### Explore the material
[1] Duplicate the text about the Presidential Museum from "The Presidential Museum was established" to "the president's custody.".
[2] In the text about the Presidential Museum, why were tours to the palace halted in the 1970s?
[3] Resume the text about the Presidential Museum after its final sentence.

### Supplied text
________________________

The Presidential Museum was established during the administration of President Diosdado Macapagal which was meant to "collect, identify, and display relics" collected during the respective incumbencies of Philippine presidents. It was also tasked to document the history of the Malacañang Palace and for training of the Presidential Guards Battalion as tour guides for tourists visiting the palace. Tours to the palace was halted in the 1970s due to security reasons. The museum was relegated to a repository of artworks under the president's custody.

The role of the Presidential Museum was transferred to the Museo ng Malacañang Foundation, a private organization by virtue of Memorandum Order NO. 37 issued by the administration of President Corazon Aquino on September 10, 1986. Public tours inside the palace was continued as means to showcase the extravagance and opulence of the Marcos administration. The Malacañang Heritage Foundation took over from the Museo ng Malacañang Foundation during the administration of President Fidel V. Ramos which reorganized the museum's exhibits and made collections of past presidents as the main feature. Under President Joseph Estrada's tenure, the museum was once again made an artwork repository and public tours were halted once again.

________________________

[Stored dataset items]
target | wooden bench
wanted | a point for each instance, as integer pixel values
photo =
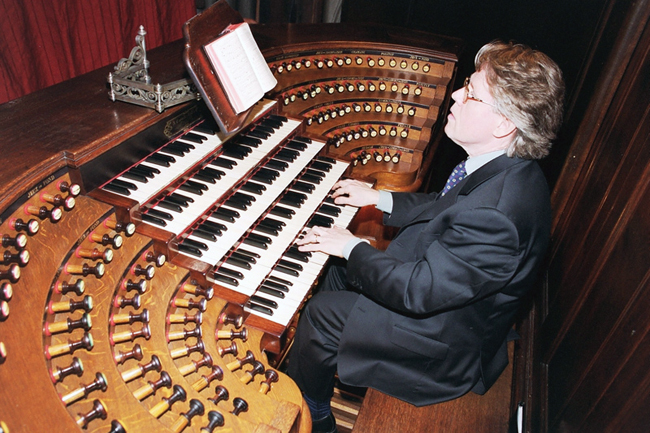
(487, 413)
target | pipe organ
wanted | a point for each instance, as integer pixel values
(148, 279)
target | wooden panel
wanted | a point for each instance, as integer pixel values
(593, 337)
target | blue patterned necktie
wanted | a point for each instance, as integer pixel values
(456, 176)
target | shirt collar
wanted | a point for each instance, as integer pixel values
(475, 162)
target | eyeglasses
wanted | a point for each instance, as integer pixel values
(467, 97)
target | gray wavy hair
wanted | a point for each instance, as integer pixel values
(528, 89)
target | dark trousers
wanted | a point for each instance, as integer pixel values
(313, 357)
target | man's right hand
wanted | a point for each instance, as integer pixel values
(354, 193)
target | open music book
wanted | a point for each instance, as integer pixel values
(240, 66)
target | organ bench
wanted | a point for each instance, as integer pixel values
(112, 321)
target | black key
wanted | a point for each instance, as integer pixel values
(268, 230)
(282, 212)
(208, 230)
(310, 178)
(252, 187)
(322, 166)
(217, 174)
(223, 163)
(278, 283)
(180, 198)
(244, 198)
(227, 212)
(297, 255)
(195, 244)
(236, 204)
(204, 234)
(262, 178)
(125, 184)
(117, 189)
(264, 301)
(303, 139)
(214, 225)
(259, 308)
(248, 253)
(316, 173)
(239, 263)
(256, 133)
(291, 265)
(270, 225)
(234, 154)
(286, 155)
(225, 279)
(326, 159)
(244, 257)
(271, 292)
(277, 165)
(164, 203)
(329, 210)
(242, 148)
(277, 118)
(160, 159)
(286, 270)
(272, 123)
(273, 174)
(303, 186)
(205, 177)
(198, 185)
(270, 285)
(320, 220)
(260, 132)
(296, 145)
(190, 250)
(194, 138)
(231, 272)
(160, 214)
(296, 196)
(288, 201)
(174, 150)
(273, 223)
(191, 187)
(249, 141)
(153, 219)
(247, 240)
(205, 129)
(146, 170)
(260, 238)
(135, 176)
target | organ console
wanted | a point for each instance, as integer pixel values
(149, 278)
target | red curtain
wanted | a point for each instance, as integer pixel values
(43, 42)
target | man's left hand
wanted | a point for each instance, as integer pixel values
(331, 241)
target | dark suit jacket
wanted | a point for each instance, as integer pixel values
(437, 305)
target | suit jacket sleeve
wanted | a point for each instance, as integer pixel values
(474, 256)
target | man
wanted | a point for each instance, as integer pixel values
(427, 319)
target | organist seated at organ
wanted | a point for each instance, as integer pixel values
(427, 319)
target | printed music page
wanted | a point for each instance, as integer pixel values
(240, 66)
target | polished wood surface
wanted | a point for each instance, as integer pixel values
(73, 122)
(72, 132)
(591, 322)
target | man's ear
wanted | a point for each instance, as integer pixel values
(504, 128)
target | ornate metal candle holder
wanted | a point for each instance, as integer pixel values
(131, 82)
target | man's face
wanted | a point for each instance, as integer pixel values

________________________

### Answers to this exercise
[1]
The Presidential Museum was established during the administration of President Diosdado Macapagal which was meant to "collect, identify, and display relics" collected during the respective incumbencies of Philippine presidents. It was also tasked to document the history of the Malacañang Palace and for training of the Presidential Guards Battalion as tour guides for tourists visiting the palace. Tours to the palace was halted in the 1970s due to security reasons. The museum was relegated to a repository of artworks under the president's custody.

[2] They were halted for security reasons.

[3]
The Presidential Museum was once again revived after Gloria Macapagal Arroyo took office; making the Kalayaan Hall, the building adjacent to the palace proper as the museum's display area and office.

===Presidential Museum and Library===
The Presidential Museum and the Malacañang Library was merged into one institution in 2004 during President Gloria Macapagal Arroyo's term. The combined entity, which became known as the Malacañang Museum, was placed under the supervision of the National Museum of the Philippines in 2010 during the term of President Benigno Aquino III for museological and related policy purposes. The Malacañang Museum was placed under the supervision and control of the Presidential Communications Development and Strategic Planning Office within the same year and was renamed as the Presidential Museum and Library. The PML in 2017 was made accessible online through virtual tours, in collaboration with the Presidential Communications Operations Office and the Google Arts & Culture.